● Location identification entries

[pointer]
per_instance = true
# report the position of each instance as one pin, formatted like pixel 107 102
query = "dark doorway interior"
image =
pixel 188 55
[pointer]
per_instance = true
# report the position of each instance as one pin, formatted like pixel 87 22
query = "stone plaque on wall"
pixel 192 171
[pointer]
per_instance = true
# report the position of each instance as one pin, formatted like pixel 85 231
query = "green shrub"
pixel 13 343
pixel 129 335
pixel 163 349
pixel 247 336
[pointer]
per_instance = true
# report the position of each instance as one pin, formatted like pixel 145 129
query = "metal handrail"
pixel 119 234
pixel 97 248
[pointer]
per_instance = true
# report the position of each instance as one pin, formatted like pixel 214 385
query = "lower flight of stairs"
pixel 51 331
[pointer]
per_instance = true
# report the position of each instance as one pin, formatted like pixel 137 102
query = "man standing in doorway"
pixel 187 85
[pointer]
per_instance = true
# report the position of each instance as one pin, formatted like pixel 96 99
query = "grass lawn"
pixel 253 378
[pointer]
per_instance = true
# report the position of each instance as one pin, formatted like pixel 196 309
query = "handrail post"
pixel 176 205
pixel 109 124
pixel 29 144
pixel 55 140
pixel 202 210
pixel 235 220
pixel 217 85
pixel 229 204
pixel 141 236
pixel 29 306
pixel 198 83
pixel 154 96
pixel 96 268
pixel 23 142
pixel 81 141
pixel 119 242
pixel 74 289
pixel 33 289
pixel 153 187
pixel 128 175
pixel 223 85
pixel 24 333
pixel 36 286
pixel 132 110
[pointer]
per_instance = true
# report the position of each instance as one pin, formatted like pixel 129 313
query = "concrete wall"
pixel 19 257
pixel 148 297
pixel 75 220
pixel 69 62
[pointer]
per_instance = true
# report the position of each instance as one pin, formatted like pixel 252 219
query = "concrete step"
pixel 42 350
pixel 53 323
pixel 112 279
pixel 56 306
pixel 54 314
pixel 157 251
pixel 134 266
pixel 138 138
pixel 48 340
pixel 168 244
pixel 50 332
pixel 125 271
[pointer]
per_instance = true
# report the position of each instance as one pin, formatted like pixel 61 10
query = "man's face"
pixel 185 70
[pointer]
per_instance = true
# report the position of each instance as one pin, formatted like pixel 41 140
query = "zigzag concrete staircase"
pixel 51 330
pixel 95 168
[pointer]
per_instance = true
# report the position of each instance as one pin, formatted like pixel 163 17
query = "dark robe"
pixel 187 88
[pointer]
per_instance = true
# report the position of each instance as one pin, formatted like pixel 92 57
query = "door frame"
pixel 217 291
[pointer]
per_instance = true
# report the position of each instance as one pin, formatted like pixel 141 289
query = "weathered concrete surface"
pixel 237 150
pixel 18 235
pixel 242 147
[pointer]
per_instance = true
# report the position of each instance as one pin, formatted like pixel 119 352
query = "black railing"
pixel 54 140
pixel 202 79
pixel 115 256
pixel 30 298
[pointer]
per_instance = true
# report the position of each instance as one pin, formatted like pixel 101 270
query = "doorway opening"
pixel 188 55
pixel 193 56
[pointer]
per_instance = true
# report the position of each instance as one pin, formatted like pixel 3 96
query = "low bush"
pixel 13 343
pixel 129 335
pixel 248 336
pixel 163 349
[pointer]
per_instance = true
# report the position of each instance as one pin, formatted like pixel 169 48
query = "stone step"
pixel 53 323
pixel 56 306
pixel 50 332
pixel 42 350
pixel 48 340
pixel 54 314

● Short task
Every entry should be printed again exactly as written.

● Task result
[pointer]
per_instance = true
# report the position of each instance as one pin, formatted like pixel 107 102
query = "dark doorway interior"
image =
pixel 188 55
[pointer]
per_instance = true
# report the position of each instance as one pin, formatted like pixel 87 22
query = "stone plaque on wall"
pixel 192 171
[pointer]
per_instance = true
# report the position of each instance as one pin, formatted like pixel 85 231
query = "green shrub"
pixel 13 343
pixel 129 335
pixel 163 349
pixel 247 336
[pointer]
per_instance = true
# report the position of each instance as one pin, formatted like pixel 145 129
query = "metal handrail"
pixel 119 234
pixel 97 248
[pointer]
per_instance = true
# report the position of each instance as one pin, formatted like pixel 214 385
query = "lower flight of stairs"
pixel 51 331
[pointer]
per_instance = true
# report the position of each instance as one pin, formatted like pixel 137 102
query = "man standing in doorway"
pixel 187 85
[pointer]
per_instance = true
# report the position of each instance as one pin, formatted like pixel 96 99
query = "grass lawn"
pixel 253 378
[pointer]
per_instance = true
# report the position of each instance as one pin, formatted like pixel 196 309
query = "handrail post"
pixel 176 205
pixel 109 124
pixel 29 144
pixel 55 140
pixel 202 210
pixel 235 220
pixel 217 85
pixel 229 204
pixel 141 236
pixel 29 306
pixel 198 83
pixel 154 96
pixel 96 268
pixel 23 142
pixel 81 141
pixel 119 242
pixel 74 289
pixel 33 289
pixel 153 187
pixel 128 175
pixel 223 85
pixel 24 333
pixel 36 286
pixel 132 110
[pointer]
per_instance = true
# report the position of each instance as one pin, formatted like pixel 129 313
query = "concrete wall"
pixel 19 257
pixel 148 297
pixel 75 220
pixel 69 62
[pointer]
per_instance = true
# report the position of each instance as one pin, formatted like pixel 252 219
query = "concrete step"
pixel 42 350
pixel 53 323
pixel 112 279
pixel 56 306
pixel 54 314
pixel 157 251
pixel 134 266
pixel 138 138
pixel 48 340
pixel 168 244
pixel 50 332
pixel 125 271
[pointer]
per_instance = true
# report the position of each instance as one pin, formatted like pixel 61 10
query = "man's face"
pixel 185 70
[pointer]
per_instance = true
# report the position of each instance as one pin, formatted like pixel 41 140
query = "zigzag concrete staircase"
pixel 51 330
pixel 95 168
[pointer]
per_instance = true
# report the position of each instance as one pin, formatted like pixel 163 17
query = "dark robe"
pixel 187 88
[pointer]
per_instance = true
# report the position of each instance as one pin, formatted like pixel 92 57
query = "door frame"
pixel 217 291
[pointer]
per_instance = true
# report the position of each instance as one pin, formatted like pixel 141 289
query = "weathered concrete surface"
pixel 237 150
pixel 18 235
pixel 242 147
[pointer]
per_instance = true
# report the position of each instance as one pin, formatted like pixel 119 352
query = "black railing"
pixel 54 140
pixel 202 79
pixel 115 256
pixel 30 298
[pointer]
per_instance = true
# report the position of each instance as one pin, formatted like pixel 101 270
query = "doorway opening"
pixel 188 55
pixel 193 56
[pointer]
per_instance = true
# report the position of each instance as one pin, formatted like pixel 3 96
query = "low bush"
pixel 13 343
pixel 129 335
pixel 248 336
pixel 163 349
[pointer]
per_instance = true
# report the position of each instance as one pin, formatted like pixel 169 48
query = "stone step"
pixel 53 323
pixel 56 306
pixel 50 332
pixel 42 350
pixel 48 340
pixel 54 314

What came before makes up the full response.